** begin Entries supplied **
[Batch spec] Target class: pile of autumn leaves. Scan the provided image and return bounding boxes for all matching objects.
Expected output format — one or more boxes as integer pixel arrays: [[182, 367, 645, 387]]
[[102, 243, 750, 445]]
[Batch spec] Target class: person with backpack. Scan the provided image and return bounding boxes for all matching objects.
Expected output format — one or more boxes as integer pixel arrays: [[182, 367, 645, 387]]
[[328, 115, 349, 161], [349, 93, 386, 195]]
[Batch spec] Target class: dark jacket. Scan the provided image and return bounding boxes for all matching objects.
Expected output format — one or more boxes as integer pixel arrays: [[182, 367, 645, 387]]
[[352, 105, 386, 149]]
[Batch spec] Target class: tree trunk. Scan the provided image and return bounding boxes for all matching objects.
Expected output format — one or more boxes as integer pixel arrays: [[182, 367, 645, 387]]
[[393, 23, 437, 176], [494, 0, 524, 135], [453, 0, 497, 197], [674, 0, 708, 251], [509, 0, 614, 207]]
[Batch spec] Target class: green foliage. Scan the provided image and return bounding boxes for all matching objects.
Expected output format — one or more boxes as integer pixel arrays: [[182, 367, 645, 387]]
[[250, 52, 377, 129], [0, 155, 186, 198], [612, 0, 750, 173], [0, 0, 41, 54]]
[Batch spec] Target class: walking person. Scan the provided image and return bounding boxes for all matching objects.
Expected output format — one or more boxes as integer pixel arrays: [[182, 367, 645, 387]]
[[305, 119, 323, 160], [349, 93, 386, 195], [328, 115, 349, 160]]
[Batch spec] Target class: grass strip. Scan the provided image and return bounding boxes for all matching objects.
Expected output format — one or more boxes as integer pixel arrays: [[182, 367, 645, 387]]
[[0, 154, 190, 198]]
** end Entries supplied **
What to do: Reproduce the dataset items above in full, substituting "Object type" for every occurrence of "Target class" and leaving everything else unchanged.

Finished task:
[Batch spec] Object type: pile of autumn leaves. Scan the provided image and return bounding boxes for all matching objects.
Expected output format — one or more boxes as integer pixel arrays: [[182, 367, 645, 387]]
[[102, 243, 750, 445]]
[Batch spec] Object type: person with backpack. Scan the provided image and return bounding boxes for all matching objects.
Expected output format — one or more boxes as integer pixel arrays: [[182, 367, 645, 387]]
[[328, 115, 349, 161], [349, 93, 386, 195]]
[Batch spec] Object type: dark jacket. Scan the provided image and return bounding boxes for all matching objects.
Expected output format — one or more boxes as integer pixel arrays: [[182, 367, 645, 387]]
[[352, 105, 386, 149]]
[Batch spec] Object type: tree trunk. Scan the provided image and return bounding boxes for all matching objects.
Expected output format — one or more boxes as integer pixel arrays: [[182, 367, 645, 387]]
[[393, 23, 437, 176], [494, 0, 524, 135], [453, 0, 497, 197], [674, 0, 708, 251], [509, 0, 614, 207]]
[Batch spec] Object type: green foliage. Scan the provided image and return bounding boxes for all matching objects.
Expected output format — one or more boxes as integer pixel arrays: [[182, 367, 645, 387]]
[[250, 52, 377, 129], [0, 155, 186, 198], [612, 0, 750, 173], [0, 0, 41, 54]]
[Batch spec] Object type: walking person. Scan the provided image and return bounding boxes for all matching objects.
Expected output format — one or more boxes as integer pixel arrays: [[182, 367, 645, 387]]
[[305, 119, 323, 160], [349, 93, 386, 195], [328, 115, 349, 160]]
[Batch spec] Object type: grass strip. Scan the provided image and return bounding boxes for all matching objects.
Expected output format — one or more boxes as integer pixel arrays: [[182, 367, 645, 387]]
[[0, 154, 190, 198]]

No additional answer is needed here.